§ **Short problem**: Will you print the material below without altering a single character?

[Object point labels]
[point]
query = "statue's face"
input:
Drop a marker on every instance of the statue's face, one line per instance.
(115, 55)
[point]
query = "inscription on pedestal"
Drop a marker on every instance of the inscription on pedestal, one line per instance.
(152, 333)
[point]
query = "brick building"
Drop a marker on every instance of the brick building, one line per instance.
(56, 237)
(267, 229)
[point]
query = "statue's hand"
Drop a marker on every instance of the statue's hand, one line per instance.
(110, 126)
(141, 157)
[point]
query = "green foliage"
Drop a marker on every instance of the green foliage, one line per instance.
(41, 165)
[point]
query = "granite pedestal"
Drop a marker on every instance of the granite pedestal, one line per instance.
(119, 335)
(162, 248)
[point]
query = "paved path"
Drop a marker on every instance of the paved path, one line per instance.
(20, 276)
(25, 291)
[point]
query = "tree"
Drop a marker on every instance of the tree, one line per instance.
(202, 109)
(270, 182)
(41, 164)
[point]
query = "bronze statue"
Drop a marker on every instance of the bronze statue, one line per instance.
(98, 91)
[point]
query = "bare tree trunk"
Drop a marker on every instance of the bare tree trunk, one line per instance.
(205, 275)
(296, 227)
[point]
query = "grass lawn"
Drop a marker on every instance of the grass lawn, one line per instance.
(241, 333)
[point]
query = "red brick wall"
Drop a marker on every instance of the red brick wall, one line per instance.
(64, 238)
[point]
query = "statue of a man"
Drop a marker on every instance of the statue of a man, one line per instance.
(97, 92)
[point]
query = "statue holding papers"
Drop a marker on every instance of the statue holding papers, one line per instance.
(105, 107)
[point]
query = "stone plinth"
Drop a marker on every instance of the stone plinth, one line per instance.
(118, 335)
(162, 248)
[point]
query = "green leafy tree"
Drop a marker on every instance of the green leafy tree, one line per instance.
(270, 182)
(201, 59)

§ **Task response**:
[point]
query = "statue's face"
input:
Drop a marker on every instance of the statue's face, one line per instance.
(115, 55)
[point]
query = "inscription on pedestal"
Drop a marker on every instance of the inscription on pedestal, one line per instance.
(152, 333)
[point]
query = "brick building"
Drop a marker on every instance of the brick building, one line per instance.
(56, 237)
(267, 229)
[point]
query = "statue's hand"
Drop a marker on every instance of the statue's hand, one line per instance.
(110, 126)
(141, 157)
[point]
query = "green foliage"
Drop a marker on every instance of the green foliage, one line per instance.
(41, 165)
[point]
query = "granite pedestal"
Drop a marker on every instance of the granite pedestal, one line per instance.
(119, 335)
(162, 248)
[point]
query = "paved path"
Drop a marker on every instance of the paved path, one line per instance.
(20, 276)
(25, 291)
[point]
query = "tree"
Drop a marker on every instance of the tree, one line per instance.
(202, 109)
(270, 182)
(41, 164)
[point]
query = "bronze statue"
Drop a marker on every instance of the bronze statue, one line per instance.
(98, 91)
[point]
query = "bare tree trunk"
Drop a marker on every instance of the bare tree trunk, one line per instance.
(205, 275)
(296, 227)
[point]
query = "grass lawn"
Drop a marker on every instance of the grass lawn, one line per instance.
(241, 333)
[point]
query = "red brick wall"
Drop a marker on every instance of the red brick wall, one line per instance.
(64, 238)
[point]
query = "statue of a man"
Drop a marker on every instance of the statue of a man, one line per instance.
(97, 92)
[point]
query = "statue holding papers"
Drop a marker on every instance of the statue holding papers, one line per instance.
(105, 107)
[point]
query = "stone plinth"
Drop a marker on every instance of the stone plinth, one line per instance.
(118, 335)
(162, 248)
[point]
query = "green leafy tree"
Drop a marker on every instance of the green leafy tree, one line per instance.
(270, 182)
(201, 59)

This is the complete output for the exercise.